▶ **CUPLIKAN DOKUMEN**
Misalkan ada 3 dokumen:

Doc 1: "action adventure movie" (3 terms)
Doc 2: "action thriller movie" (3 terms)
Doc 3: "romantic comedy film" (3 terms)

Untuk term "action" di Doc 1:

TF = 1/3 = 0.333
IDF = log(3/2) = 0.176
TF-IDF = 0.333 × 0.176 = 0.059

Untuk term "romantic" di Doc 3:

TF = 1/3 = 0.333
IDF = log(3/1) = 0.477
TF-IDF = 0.333 × 0.477 = 0.159

Term "romantic" mendapat score lebih tinggi karena lebih unik (hanya muncul di 1 dokumen).

6. Cosine Similarity

Konsep

Cosine Similarity mengukur similaritas antara dua vektor dengan menghitung cosinus dari sudut antara kedua vektor. Nilai berkisar dari 0 (tidak mirip) hingga 1 (identik).

Formula

Cosine Similarity = (A · B) / (||A|| × ||B||)

Dimana:
• A · B = dot product dari vektor A dan B
• ||A|| = magnitude (panjang) vektor A
• ||B|| = magnitude (panjang) vektor B

Perhitungan Detail

1. Dot Product:

A · B = Σ(Aᵢ × Bᵢ) untuk semua dimensi i

2. Magnitude:

||A|| = √(Σ Aᵢ²)
||B|| = √(Σ Bᵢ²)

Implementasi

search_engine.py - _cosine_similarity()

def _cosine_similarity(self, vec1: Dict[str, float], vec2: Dict[str, float]) -> float:
    """
    Calculate cosine similarity between two vectors
    Cosine Similarity = (A · B) / (||A|| * ||B||)
    """
    # Calculate dot product
    dot_product = sum(
        vec1.get(term, 0) * vec2.get(term, 0) 
        for term in set(vec1.keys()) | set(vec2.keys())
    )
    
    # Calculate magnitudes
    magnitude1 = math.sqrt(sum(val ** 2 for val in vec1.values()))
    magnitude2 = math.sqrt(sum(val ** 2 for val in vec2.values()))
    
    if magnitude1 == 0 or magnitude2 == 0:
        return 0.0
    
    return dot_product / (magnitude1 * magnitude2)

Contoh Perhitungan

Query Vector: {action: 0.5, thriller: 0.3}

Document Vector: {action: 0.4, thriller: 0.2, movie: 0.1}

Dot Product = (0.5 × 0.4) + (0.3 × 0.2) + (0 × 0.1) = 0.26
||Query|| = √(0.5² + 0.3²) = √0.34 = 0.583
||Doc|| = √(0.4² + 0.2² + 0.1²) = √0.21 = 0.458
Cosine Similarity = 0.26 / (0.583 × 0.458) = 0.973

Keuntungan Cosine Similarity

Tidak terpengaruh oleh panjang dokumen
Fokus pada orientasi/direction vektor, bukan magnitude
Efektif untuk text similarity
Nilai normalized (0 sampai 1)

7. Query Expansion

Konsep

Query Expansion adalah teknik untuk memperbaiki hasil pencarian dengan menambahkan term-term yang relevan ke query asli pengguna. Ini membantu mengatasi masalah vocabulary mismatch antara query pengguna dan dokumen.

▶ **BAHAN YANG DISEDIAKAN**
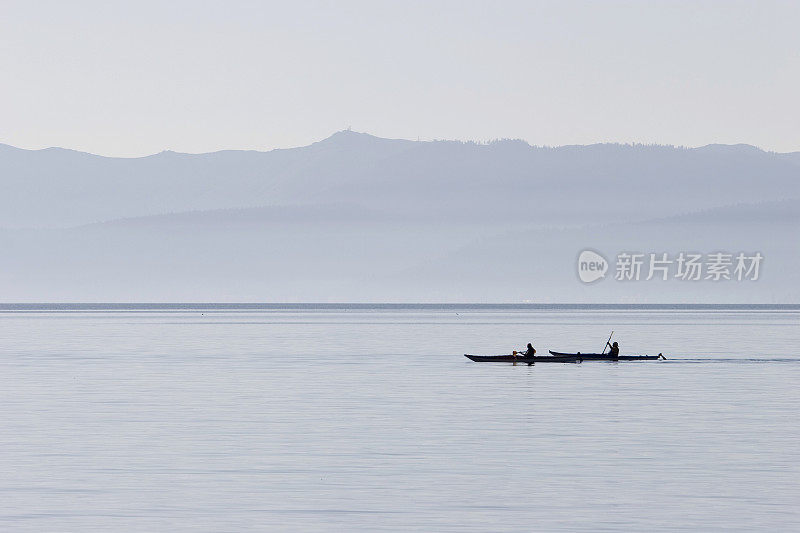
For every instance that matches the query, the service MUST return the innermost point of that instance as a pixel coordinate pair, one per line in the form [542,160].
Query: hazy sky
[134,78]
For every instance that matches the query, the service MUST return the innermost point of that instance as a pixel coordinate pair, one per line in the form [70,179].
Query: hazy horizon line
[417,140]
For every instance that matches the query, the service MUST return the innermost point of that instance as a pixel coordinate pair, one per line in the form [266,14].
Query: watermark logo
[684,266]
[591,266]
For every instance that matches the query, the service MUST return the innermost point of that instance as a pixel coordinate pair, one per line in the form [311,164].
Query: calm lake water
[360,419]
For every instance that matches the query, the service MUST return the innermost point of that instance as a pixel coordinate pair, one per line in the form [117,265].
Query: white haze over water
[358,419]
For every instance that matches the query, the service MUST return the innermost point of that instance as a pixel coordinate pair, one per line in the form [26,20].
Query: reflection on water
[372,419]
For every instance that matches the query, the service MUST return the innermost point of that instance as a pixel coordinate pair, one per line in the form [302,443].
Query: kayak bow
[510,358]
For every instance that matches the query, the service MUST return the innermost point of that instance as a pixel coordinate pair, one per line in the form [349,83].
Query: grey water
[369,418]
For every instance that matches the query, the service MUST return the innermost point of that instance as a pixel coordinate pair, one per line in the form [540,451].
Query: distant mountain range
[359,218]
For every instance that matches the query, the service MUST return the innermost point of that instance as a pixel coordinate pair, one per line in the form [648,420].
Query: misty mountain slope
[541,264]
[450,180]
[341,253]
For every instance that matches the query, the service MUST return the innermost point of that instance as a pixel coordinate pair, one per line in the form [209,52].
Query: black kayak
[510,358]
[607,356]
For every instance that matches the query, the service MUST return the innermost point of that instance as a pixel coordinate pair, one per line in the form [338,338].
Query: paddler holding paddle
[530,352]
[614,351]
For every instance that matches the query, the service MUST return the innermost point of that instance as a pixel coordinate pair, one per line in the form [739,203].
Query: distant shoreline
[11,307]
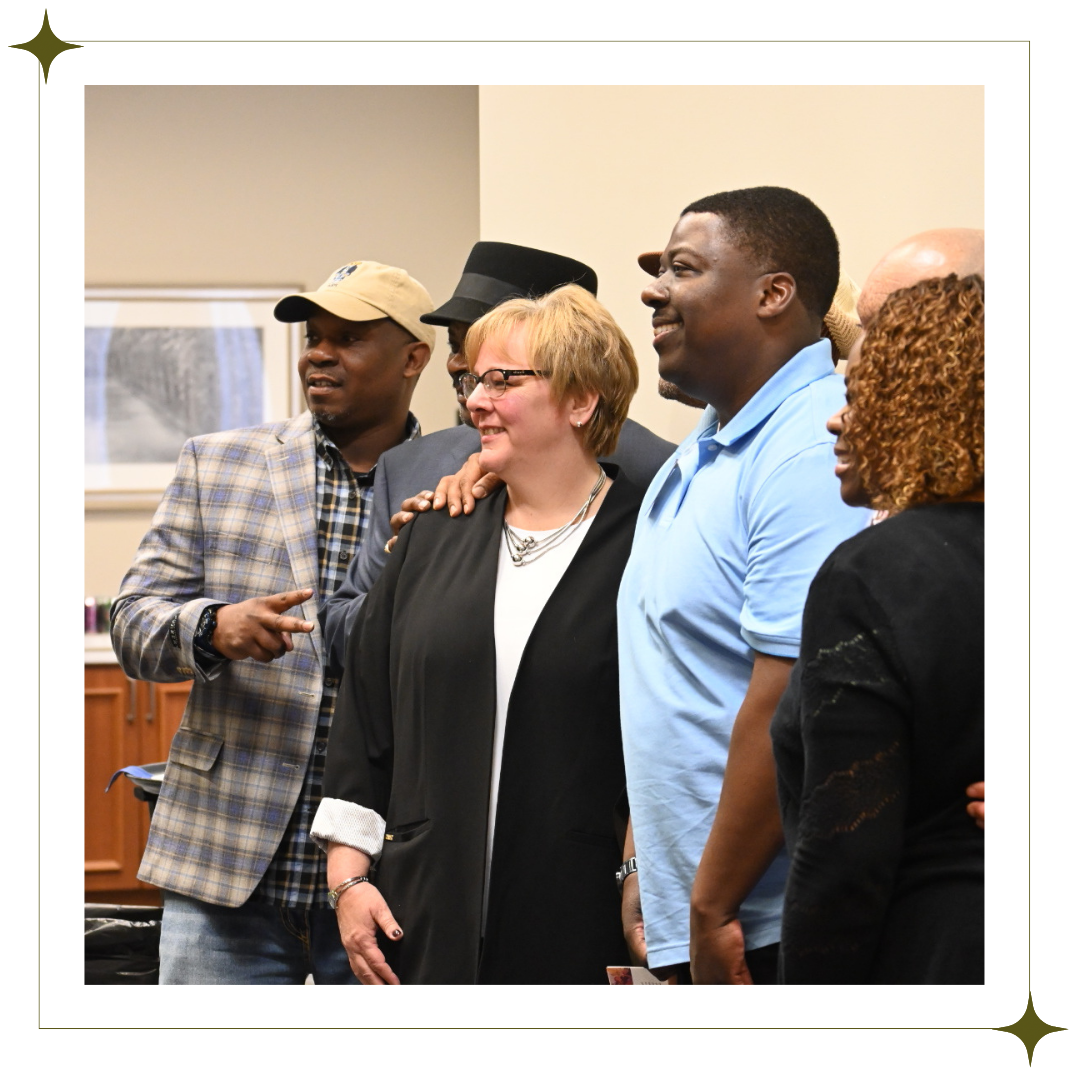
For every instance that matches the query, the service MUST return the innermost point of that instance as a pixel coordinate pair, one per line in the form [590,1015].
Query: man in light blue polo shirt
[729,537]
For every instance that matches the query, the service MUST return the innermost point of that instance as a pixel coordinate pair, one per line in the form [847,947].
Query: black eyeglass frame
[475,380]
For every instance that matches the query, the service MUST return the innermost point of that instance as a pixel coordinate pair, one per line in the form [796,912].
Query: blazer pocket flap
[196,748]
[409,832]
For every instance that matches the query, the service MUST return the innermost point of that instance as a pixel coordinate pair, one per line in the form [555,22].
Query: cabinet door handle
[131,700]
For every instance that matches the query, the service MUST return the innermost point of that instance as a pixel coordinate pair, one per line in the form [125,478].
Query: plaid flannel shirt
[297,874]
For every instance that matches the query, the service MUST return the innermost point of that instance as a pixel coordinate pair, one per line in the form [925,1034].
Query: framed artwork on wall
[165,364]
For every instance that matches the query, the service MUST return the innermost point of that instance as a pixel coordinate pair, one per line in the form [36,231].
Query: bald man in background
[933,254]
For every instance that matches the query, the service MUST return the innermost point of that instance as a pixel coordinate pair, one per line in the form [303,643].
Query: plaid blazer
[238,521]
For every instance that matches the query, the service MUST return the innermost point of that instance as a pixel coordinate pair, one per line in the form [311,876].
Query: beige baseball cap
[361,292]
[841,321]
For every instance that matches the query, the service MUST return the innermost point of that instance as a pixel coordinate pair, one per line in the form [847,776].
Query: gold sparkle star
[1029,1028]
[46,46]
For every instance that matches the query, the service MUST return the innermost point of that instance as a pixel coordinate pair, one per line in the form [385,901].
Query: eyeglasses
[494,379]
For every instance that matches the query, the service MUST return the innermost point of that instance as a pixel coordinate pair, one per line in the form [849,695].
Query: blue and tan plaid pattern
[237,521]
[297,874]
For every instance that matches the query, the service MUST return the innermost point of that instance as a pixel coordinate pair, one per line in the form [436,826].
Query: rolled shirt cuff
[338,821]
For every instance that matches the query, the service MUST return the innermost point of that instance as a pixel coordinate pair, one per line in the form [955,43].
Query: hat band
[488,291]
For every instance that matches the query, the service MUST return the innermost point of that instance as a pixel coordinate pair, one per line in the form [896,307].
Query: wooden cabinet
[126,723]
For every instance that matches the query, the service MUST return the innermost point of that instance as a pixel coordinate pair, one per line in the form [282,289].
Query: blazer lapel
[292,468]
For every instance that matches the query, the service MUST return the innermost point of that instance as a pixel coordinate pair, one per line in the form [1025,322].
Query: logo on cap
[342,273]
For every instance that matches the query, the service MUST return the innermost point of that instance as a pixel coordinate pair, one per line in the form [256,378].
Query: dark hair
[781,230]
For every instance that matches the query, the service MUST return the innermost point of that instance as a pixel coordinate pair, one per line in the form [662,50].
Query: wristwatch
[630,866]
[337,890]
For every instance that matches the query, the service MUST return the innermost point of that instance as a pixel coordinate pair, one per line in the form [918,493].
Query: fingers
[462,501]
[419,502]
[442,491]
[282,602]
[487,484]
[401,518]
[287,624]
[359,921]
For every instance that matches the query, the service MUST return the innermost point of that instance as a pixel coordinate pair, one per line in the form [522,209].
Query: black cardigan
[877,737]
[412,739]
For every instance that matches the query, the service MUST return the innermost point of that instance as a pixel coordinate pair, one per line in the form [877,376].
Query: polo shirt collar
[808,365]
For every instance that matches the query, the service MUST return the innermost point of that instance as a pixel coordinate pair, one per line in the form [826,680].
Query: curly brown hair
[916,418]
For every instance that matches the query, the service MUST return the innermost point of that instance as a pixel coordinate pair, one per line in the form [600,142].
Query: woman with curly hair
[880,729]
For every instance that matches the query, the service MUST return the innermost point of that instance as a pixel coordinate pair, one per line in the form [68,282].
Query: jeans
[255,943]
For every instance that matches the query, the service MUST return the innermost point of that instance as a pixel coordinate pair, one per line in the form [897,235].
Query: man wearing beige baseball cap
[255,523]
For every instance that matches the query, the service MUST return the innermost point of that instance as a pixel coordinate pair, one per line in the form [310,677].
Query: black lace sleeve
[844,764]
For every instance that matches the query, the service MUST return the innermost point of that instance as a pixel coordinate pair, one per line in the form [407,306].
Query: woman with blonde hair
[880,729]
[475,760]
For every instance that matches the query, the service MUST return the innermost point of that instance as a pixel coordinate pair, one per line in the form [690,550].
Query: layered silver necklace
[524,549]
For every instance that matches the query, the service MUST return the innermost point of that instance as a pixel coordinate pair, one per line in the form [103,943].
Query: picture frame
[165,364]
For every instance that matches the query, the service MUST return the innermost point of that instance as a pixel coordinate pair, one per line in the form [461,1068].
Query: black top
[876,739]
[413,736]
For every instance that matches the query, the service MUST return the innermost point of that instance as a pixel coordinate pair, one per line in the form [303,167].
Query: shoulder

▶ **YANG DIKERJAKAN**
1: Menurut cuplikan dokumen, dalam rentang berapa nilai Cosine Similarity berada?
2: Sajikan sebagai urutan bernomor baris-baris dalam daftar, mulai dari baris yang memuat "the form [303,167]." dan berakhir pada akhir daftar, termasuk kedua ujungnya, tanpa baris kosong.
Daftar di atas tidak ada hubungannya dengan cuplikan dokumen.

▶ **KUNCI JAWABAN**
1: Nilainya berkisar dari 0 (tidak mirip) hingga 1 (identik).

2:
1. For every instance that matches the query, the service MUST return the innermost point of that instance as a pixel coordinate pair, one per line in the form [303,167].
2. Query: shoulder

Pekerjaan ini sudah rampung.